__ACTIVITY A__
In the ExtJS discussion, roughly what share of ExtJS code does the writer say Firefox, Chrome, and Safari don't need?
__ACTIVITY B__
Carry on the discussion about ExtJS and web components, picking up after its last sentence.

───── TEXT UNDER STUDY ─────

They still use absolute positioning, don't use CSS whenever possible, and manually do everything in JS just to support IE. All of its vbox/hbox code is already obsolete as of flexbox but it doesn't use flexboxes (instead it manually calculates everything, and it's about 1000x slower than the browser at this, and I can provide benchmarks of this if you'd like). It doesn't even try to do this via feature detection. Why would you expect this thing that absolutely positions everything, even when it's almost always unnecessary, to conditionally support web components? Flexbox is well supported in SASS/Compass and they don't even use that (styles, enable via feature detect with a class, it'd literally be a 100 line patch to support). Never gonna happen. ExtJS is an abomination. I don't understand why Sencha hasn't killed it yet -- they have so many bright people and so many awesome projects, yet this continues to be the giant radioactive elephant in the room.

Instead of building for the lowest common denominator, it should progressively enhance. Specific CSS and supporting code for IE loaded as a module. Firefox, Chrome, Safari, and others don't need about 60% of the code ExtJS has as it literally serves to re-implement browser features for IE. Web developers do this by hand to great success, and create richer and more capable web applications than anything I've ever seen built on ExtJS without "coding themselves into a corner." Like I said, ExtJS is a terrible example of how to create and use a component-based model.

ExtJS components do break exactly as I said. For one, their interfaces change and fundamental problems with the layout system cause significant breakage from version to version. Build a custom component that itself contains other components -- next version it's broken. This isn't possible with web components. Take styling: every major version difference has completely broken styling in ExtJS applications. This isn't true of web components.

Well, shadow dom and web components are browser level features, and it will take many years before all browsers in active use support them, so right now the benefits they offer are purely theoretical in the real world. But, i don't see anything in ExtJS that would prevent keeping the same superficial API and rejiggering the component internals to use shadow DOM. With sencha touch they already demonstrated that the API can remain largely unchanged yet be based on pure CSS, but again this is not feasible for ExtJS until IE9 is the oldest version in active use, which is years away still. You're right that they should have two layout systems, one for legacy browsers and one for modern browsers in pure CSS, but it seems they lack the resources to do this right now.

───── DATA TO EXAMINE ─────

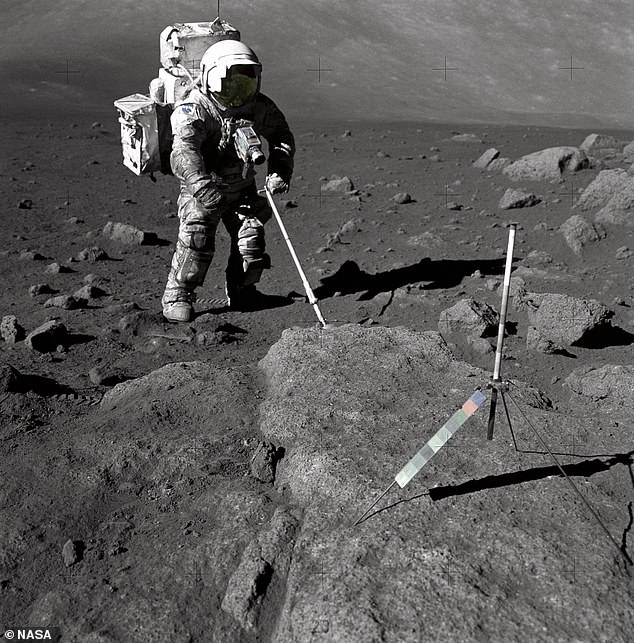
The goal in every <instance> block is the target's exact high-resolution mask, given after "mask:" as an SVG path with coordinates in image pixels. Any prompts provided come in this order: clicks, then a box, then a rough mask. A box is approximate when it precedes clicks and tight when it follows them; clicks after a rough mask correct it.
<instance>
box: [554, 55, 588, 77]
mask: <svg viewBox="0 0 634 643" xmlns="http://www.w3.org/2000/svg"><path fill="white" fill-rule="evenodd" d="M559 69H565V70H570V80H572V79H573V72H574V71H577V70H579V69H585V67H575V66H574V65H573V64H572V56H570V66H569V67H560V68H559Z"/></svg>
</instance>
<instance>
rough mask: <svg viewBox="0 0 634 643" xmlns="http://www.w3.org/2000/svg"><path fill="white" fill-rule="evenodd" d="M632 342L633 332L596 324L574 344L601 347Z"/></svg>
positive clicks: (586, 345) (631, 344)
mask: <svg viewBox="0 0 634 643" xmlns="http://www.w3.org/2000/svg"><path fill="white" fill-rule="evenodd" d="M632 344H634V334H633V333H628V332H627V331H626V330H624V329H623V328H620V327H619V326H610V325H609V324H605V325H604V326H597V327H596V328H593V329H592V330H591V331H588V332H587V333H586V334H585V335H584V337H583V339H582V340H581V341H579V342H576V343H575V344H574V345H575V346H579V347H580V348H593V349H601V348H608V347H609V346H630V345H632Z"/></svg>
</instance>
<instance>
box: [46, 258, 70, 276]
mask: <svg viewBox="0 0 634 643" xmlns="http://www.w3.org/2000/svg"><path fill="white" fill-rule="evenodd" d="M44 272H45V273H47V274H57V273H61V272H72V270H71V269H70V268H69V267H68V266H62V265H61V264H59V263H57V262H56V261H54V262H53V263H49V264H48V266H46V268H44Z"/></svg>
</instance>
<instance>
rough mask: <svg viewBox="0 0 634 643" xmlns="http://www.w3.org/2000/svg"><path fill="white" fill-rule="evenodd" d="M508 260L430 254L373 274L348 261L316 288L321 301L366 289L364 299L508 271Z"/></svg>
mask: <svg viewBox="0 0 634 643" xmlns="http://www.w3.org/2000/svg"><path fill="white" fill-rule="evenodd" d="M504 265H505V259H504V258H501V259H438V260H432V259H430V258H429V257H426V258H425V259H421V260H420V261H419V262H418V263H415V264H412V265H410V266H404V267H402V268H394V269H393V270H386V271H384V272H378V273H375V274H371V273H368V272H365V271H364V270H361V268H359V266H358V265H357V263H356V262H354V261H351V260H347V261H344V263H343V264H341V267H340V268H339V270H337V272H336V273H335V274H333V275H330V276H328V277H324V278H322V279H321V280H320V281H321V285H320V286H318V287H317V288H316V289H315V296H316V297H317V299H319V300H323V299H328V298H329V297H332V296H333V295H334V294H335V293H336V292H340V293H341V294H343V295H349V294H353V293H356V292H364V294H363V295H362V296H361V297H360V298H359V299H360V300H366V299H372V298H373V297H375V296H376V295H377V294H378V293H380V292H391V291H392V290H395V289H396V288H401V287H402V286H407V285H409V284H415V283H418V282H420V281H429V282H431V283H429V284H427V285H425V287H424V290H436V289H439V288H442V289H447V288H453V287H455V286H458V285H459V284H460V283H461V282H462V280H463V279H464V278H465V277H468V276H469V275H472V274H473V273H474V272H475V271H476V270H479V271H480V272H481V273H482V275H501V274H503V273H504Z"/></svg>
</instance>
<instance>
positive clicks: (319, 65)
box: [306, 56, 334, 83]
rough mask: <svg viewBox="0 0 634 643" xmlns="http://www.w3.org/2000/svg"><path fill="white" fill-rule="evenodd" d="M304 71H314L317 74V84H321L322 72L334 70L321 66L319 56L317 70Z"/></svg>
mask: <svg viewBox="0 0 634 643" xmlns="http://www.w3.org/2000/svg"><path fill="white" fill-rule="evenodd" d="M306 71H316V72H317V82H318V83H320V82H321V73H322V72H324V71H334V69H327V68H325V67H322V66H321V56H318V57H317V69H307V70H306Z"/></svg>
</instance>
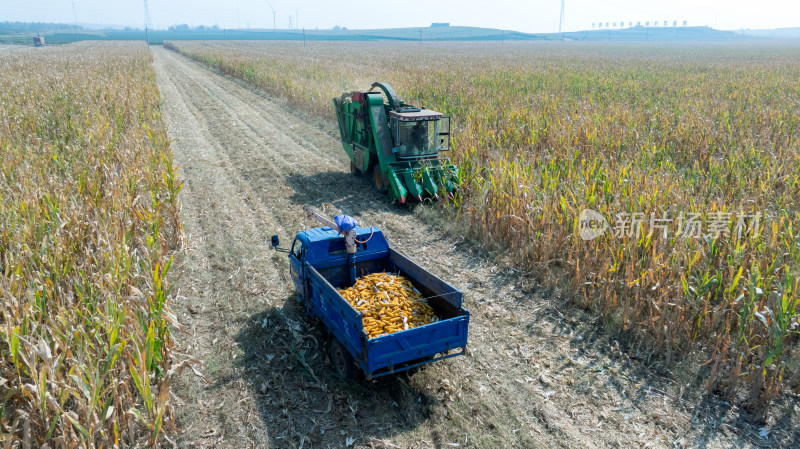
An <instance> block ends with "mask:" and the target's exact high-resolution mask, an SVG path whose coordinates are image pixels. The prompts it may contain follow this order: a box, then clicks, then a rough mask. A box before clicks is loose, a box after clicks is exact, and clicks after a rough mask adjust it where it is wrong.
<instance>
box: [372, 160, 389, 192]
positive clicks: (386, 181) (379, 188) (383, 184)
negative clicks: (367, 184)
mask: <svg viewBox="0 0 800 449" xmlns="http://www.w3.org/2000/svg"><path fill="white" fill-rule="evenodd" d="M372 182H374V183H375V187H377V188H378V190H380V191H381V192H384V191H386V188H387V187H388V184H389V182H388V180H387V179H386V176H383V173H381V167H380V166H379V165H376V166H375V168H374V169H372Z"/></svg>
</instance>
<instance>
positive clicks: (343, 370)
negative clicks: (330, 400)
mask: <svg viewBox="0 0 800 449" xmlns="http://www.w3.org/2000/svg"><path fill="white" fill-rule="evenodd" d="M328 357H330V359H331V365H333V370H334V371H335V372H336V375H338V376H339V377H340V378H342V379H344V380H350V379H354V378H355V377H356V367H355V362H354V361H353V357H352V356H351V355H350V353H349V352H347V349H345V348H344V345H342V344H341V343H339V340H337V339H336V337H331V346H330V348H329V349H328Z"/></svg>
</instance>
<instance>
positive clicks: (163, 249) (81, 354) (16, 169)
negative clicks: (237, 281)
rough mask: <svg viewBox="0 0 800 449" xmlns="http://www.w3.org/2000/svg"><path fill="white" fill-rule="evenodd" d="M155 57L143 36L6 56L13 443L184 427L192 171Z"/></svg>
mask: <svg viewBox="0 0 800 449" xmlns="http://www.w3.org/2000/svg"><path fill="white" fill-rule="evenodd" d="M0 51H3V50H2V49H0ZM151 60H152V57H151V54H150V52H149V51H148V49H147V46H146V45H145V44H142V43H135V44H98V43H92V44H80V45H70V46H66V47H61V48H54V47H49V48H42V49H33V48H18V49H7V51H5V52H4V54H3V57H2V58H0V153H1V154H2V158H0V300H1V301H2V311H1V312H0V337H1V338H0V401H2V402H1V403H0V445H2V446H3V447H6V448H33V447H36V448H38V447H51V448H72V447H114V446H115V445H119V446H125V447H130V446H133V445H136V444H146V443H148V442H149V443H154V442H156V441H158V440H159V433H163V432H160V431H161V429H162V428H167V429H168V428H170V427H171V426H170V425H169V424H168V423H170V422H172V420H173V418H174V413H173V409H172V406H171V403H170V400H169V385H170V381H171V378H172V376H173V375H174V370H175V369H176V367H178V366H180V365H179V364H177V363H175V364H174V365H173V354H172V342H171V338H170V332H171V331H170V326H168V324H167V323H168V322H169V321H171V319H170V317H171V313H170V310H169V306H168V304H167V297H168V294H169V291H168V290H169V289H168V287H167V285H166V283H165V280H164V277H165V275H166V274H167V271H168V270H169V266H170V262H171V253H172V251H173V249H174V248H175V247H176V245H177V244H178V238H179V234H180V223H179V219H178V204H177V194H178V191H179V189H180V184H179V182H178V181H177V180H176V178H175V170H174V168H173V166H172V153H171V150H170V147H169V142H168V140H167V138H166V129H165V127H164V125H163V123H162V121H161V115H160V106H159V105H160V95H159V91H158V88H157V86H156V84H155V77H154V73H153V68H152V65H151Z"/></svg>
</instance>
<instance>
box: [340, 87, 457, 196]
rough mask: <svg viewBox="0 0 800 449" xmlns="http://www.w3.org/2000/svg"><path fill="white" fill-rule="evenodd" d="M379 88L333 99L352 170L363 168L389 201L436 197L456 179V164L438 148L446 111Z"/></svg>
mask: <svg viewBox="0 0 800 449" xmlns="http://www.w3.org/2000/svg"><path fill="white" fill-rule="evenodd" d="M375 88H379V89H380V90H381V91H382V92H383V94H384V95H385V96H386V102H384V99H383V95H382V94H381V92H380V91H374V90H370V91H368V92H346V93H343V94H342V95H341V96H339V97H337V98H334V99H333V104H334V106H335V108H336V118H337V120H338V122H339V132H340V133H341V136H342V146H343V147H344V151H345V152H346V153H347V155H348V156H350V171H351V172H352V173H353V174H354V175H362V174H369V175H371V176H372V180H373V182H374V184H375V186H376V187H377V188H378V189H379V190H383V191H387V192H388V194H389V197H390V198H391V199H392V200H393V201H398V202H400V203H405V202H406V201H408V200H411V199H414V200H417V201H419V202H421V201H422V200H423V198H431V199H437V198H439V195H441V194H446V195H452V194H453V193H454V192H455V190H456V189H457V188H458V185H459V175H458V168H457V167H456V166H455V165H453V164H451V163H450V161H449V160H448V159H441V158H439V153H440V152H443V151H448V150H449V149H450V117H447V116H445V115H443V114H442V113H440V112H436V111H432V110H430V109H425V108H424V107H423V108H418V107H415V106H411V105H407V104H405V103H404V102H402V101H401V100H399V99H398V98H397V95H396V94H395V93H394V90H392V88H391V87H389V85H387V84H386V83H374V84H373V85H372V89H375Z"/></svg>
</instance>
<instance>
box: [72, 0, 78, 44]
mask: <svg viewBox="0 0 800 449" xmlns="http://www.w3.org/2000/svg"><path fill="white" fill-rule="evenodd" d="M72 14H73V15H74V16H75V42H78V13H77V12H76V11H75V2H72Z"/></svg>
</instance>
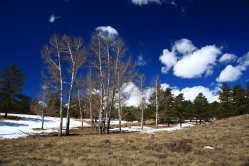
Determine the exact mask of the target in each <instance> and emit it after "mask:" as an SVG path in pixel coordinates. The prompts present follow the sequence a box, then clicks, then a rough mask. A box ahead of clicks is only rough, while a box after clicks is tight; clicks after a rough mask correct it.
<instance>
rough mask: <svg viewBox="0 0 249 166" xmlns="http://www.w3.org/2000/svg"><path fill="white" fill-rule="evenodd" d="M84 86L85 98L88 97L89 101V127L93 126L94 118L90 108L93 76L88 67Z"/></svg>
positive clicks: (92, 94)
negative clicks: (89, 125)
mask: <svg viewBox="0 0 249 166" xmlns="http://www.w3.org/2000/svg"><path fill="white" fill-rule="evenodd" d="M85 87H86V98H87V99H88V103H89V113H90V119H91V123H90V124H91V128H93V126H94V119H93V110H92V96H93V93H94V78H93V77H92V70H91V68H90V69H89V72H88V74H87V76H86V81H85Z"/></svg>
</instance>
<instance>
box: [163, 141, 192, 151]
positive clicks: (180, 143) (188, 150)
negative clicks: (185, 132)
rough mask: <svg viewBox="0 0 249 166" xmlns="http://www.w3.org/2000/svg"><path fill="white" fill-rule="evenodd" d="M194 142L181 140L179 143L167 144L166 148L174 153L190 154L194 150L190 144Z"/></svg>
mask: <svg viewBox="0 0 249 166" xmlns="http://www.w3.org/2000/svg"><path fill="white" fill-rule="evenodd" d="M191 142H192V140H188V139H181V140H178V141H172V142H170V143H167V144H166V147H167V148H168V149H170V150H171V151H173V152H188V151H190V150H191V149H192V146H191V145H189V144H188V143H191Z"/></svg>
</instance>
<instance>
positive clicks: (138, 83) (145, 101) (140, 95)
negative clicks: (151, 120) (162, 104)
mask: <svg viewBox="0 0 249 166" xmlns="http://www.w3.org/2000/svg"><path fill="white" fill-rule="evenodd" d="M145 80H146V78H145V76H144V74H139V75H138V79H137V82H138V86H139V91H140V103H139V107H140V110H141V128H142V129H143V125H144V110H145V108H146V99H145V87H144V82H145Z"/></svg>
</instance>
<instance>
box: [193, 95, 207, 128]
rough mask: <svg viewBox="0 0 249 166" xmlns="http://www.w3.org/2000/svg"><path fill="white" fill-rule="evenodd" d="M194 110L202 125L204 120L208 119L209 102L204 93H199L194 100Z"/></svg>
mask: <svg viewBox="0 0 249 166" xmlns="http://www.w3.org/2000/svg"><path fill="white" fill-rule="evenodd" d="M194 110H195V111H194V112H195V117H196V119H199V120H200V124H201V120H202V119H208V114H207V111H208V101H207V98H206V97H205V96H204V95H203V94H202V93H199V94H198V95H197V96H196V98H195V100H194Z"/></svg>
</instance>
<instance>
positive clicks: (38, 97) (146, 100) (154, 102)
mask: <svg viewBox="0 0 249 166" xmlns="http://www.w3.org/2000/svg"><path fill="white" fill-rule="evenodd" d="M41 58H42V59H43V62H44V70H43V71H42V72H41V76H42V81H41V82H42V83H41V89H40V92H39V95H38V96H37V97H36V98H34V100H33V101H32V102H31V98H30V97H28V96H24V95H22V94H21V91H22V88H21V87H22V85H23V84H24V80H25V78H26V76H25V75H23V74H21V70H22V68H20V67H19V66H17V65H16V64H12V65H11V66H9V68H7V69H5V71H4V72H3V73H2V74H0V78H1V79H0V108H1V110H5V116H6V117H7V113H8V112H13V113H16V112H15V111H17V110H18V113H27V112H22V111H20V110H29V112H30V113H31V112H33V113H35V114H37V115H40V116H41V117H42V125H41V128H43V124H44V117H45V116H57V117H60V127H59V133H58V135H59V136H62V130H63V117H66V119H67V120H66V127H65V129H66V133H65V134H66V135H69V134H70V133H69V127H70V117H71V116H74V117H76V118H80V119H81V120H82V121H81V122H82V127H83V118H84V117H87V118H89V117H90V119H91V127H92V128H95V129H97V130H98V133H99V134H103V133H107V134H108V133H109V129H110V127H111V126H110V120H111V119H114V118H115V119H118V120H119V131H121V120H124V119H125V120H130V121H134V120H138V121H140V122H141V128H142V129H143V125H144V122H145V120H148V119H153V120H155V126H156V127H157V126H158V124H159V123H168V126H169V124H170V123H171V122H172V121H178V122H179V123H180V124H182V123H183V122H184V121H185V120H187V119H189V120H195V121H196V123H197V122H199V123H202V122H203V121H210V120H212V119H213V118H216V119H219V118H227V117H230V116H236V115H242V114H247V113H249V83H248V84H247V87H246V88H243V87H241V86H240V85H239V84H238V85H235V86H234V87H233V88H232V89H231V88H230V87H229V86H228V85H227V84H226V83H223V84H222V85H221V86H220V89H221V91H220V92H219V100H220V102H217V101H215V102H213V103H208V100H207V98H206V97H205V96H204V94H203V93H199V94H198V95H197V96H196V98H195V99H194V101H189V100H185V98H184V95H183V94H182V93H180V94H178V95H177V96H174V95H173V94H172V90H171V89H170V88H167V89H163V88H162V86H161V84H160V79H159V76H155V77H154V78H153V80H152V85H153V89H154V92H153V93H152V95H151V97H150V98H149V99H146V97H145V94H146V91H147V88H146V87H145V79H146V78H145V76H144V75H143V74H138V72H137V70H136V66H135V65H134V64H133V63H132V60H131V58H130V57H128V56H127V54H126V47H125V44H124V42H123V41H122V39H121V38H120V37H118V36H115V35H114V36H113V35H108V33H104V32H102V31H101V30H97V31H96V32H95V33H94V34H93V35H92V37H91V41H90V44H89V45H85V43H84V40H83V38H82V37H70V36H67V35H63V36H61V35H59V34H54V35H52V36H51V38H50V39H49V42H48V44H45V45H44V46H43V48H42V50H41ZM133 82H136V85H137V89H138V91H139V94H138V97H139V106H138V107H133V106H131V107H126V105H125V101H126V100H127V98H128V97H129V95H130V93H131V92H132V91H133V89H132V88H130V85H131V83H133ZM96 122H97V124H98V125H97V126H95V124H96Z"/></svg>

─────

__OUTPUT A__
About 60%.

__OUTPUT B__
As for your opinions about ExtJS itself, we'll have to agree to disagree. I never had this bad experience you describe. Version upgrades for me went smoothly, even with a custom theme. My bugfixes overrides file is less than 500 lines, which is quite reasonable on a library that size. I admit that i'm still on ExtJS 3, which might go a long way to explain our difference in opinion. In another comment you mentioned having to rewrite a lot of components. That sounds like someone trying to make the framework into something it's not. In my experience as long as you accept that each component is a black box (like they will be under shadow dom) and only use composition and documented properties to build new things, then stuff works just fine. If however you start adapting the internals... "you're doing it wrong" ;)

Also, i strongly disagree on the feasbility of progressive enhancement. I tried that for years before ExtJS, to the point of writing my own progressively enhanced grid with many of the features of Ext's grid. The need to support IE6 meant i could never build the rich UI's i wanted without a gazillion ugly hacks that took up way too much time. Ext through its abstraction of those hacks was an incredible productivity boost. I suppose the feasiblity depends heavily on two things: (1) do you need desktop-like UI primitives, and (2) do you need to support legacy IE? I my case the answer to both is 'yes', and progressive enhancement didn't pan out. But maybe i was doing it wrong by not dumbing down my UI for the browser's limitations.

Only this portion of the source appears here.